# PROBLEM TO SOLVE
Copy the listing below word for word, keeping every line, character, and space unchanged.

# RAW RECORDS start

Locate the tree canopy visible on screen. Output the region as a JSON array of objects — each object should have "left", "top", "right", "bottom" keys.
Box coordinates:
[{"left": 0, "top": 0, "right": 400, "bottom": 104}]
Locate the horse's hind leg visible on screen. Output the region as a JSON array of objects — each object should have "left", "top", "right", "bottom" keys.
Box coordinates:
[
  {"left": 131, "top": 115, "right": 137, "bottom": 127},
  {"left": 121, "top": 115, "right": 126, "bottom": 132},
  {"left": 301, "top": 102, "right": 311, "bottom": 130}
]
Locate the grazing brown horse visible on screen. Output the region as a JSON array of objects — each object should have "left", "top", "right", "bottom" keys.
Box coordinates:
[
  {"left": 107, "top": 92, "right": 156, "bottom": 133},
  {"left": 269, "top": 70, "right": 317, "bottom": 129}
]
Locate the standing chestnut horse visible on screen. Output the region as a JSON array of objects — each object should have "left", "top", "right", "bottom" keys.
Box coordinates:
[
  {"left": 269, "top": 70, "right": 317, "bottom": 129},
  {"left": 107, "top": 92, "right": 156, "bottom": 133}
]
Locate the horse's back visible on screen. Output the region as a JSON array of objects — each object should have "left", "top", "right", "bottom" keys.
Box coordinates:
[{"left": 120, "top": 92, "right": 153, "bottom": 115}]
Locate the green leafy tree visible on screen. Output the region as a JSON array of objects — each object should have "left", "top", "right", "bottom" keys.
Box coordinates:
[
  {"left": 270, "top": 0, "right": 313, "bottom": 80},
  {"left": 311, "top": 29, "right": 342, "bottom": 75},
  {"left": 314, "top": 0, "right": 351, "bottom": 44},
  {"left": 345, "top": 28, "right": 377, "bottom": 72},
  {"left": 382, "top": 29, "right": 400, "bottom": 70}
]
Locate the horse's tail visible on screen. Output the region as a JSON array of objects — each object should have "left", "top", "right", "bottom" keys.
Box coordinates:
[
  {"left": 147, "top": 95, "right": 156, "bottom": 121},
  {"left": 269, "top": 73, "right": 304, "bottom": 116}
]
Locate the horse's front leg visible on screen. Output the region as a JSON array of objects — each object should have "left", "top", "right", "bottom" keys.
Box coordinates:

# RAW RECORDS end

# EXPECTED ANSWER
Locate the tree canopy visible on screen. Output the region as a JSON array of objects — each object should have "left", "top", "right", "bottom" keys.
Box coordinates:
[{"left": 0, "top": 0, "right": 400, "bottom": 104}]
Locate the horse's hind leg visible on screen. Output the region as a JSON array of objects — each object should have "left", "top", "right", "bottom" keys.
Box coordinates:
[
  {"left": 131, "top": 115, "right": 137, "bottom": 127},
  {"left": 121, "top": 115, "right": 126, "bottom": 132},
  {"left": 301, "top": 102, "right": 311, "bottom": 130}
]
Locate the grazing brown horse visible on screen. Output the region as a JSON array of objects — each object should have "left", "top", "right", "bottom" keys.
Box coordinates:
[
  {"left": 107, "top": 92, "right": 156, "bottom": 133},
  {"left": 269, "top": 70, "right": 317, "bottom": 129}
]
Locate the standing chestnut horse visible on screen. Output the region as a JSON array of objects — each object should have "left", "top", "right", "bottom" keys.
Box coordinates:
[
  {"left": 269, "top": 70, "right": 317, "bottom": 129},
  {"left": 107, "top": 92, "right": 156, "bottom": 133}
]
Locate the horse's back visible on screen. Output the region as a JSON array of objects — each object should have "left", "top", "right", "bottom" keys.
Box coordinates:
[{"left": 120, "top": 92, "right": 153, "bottom": 115}]
Locate the green leafy tree visible on screen. Output the region as a JSON array of objects — each object should have "left", "top", "right", "bottom" keys.
Box coordinates:
[
  {"left": 270, "top": 0, "right": 313, "bottom": 80},
  {"left": 311, "top": 29, "right": 342, "bottom": 75},
  {"left": 314, "top": 0, "right": 351, "bottom": 44},
  {"left": 345, "top": 28, "right": 377, "bottom": 72},
  {"left": 382, "top": 29, "right": 400, "bottom": 70}
]
Locate the horse's tail visible on screen. Output the region as a JSON array of objects — each object should have "left", "top", "right", "bottom" keys.
Box coordinates:
[
  {"left": 147, "top": 95, "right": 156, "bottom": 121},
  {"left": 269, "top": 73, "right": 304, "bottom": 116}
]
Locate the horse's front leg visible on screen. Output the region as a JSON array of objects — each object should have "left", "top", "right", "bottom" keys.
Box coordinates:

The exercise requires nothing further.